*** Source ***

I go to nature to be soothed and healed, and to have my senses put in order.
John Burroughs

Saturday, July 20, 2024

July fruit and flowers....

 July 20, 2024

This afternoon I am hopefully awaiting the forecast rainfall. It has been just over a week since the last soaker, and the sky is greying over. If no rain falls, the hoses will be coming out for the first time this summer.

It has been a busy week, squirrelling away blueberries,

picking, then processing raspberries,
frozen and in jam...
Processing beans from the first planting. Nine pounds so far.
Cucumbers are growing, and soon it will be pickling time...Looks like the slicers will be first though.
Lots of swelling pumpkins, squash and tomatoes...


Peppers as well.
In the 'about to bloom' department...sunflowers. One is head and shoulders over the rest! (The white flags are stinky dryer sheets fluttering in the breeze, to help repel the nuisance deer...may or may not be working, as there has been no sign of her around the gardens for a bit.)
A red (I hope) trumpet vine given to me a few years ago as a sprig...
has two big, fat bud clusters, and many smaller ones. The Hummers will be in heaven.

Borage is blooming...is there any blue as blue??

Echinacea, daisies, liatris, and day lilies are busting out all over.


 All sorts of pollinating insects are swarming the garden blooms, as well as the tall Joe Pye weed that is blooming around the edges of the clearing. There are 4 to 5 Monarch butterflies who seem to be besotted with the tall milkweed plant in my new perennial bed. They are constantly fluttering around it and nectaring on the blooms. I've examined the leaves periodically, and found one very small Monarch larvae so far. 

Sunday, July 14, 2024

Colours....

July 14, 2024

Early in the week, remnants of Hurricane Beryl came gently north, dropping a good inch and a half of rain over the course of a day or so. Since then, the sun has been out, the humidity has risen, night time temperatures are staying in the high teens (low 60's F), and everything is putting on a growth spurt.

Cucumbers and squash are blooming, and setting fruit, and the first planting of beans is being harvested. 

In the garden, I made a better cover for the brassica patch, cutting lengths out of the hose left over from setting up the garden water pump. They are secured into the bed by pieces of dowel.

The row cover slides nicely over the hoops and keeps out the white cabbage moths.

After the rain, things are popping up in the woods as well. We came across this amazing blue mushroom that I haven't been able to ID yet.

A little further along was this pretty mauve coral fungus.

To round out the colours...this orange one, 
And of course, lots of Ghost pipes.

***

• Written request 1: Translate this sentence from the garden blog into Spanish: "The row cover slides nicely over the hoops and keeps out the white cabbage moths."
• Written request 2: In one to three sentences, explain what the white flags near the sunflowers are and why the garden blog says they were put there.
The rows that come next are from a different source than the garden blog.

*** Items ***

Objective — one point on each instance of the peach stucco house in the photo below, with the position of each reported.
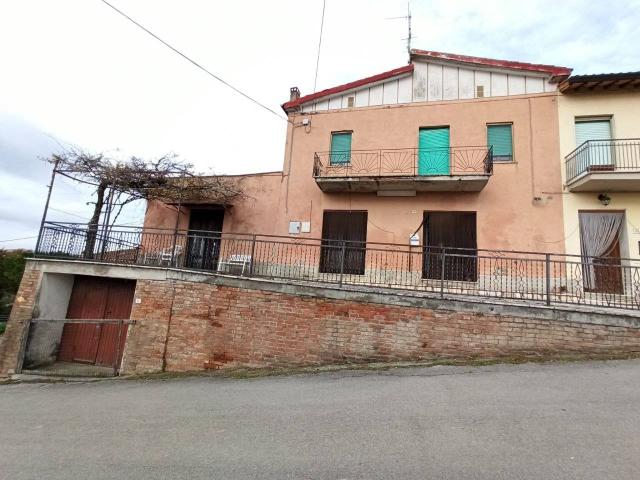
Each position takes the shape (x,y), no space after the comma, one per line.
(448,150)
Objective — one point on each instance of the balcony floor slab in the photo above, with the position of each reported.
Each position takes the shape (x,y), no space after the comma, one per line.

***

• Correct result 1: La cubierta de hilera se desliza fácilmente sobre los arcos y mantiene alejadas a las polillas blancas de la col.

• Correct result 2: The white flags are stinky dryer sheets fluttering in the breeze, put there to help repel the nuisance deer. The writer is unsure whether they work, though there has been no sign of the deer around the gardens for a bit.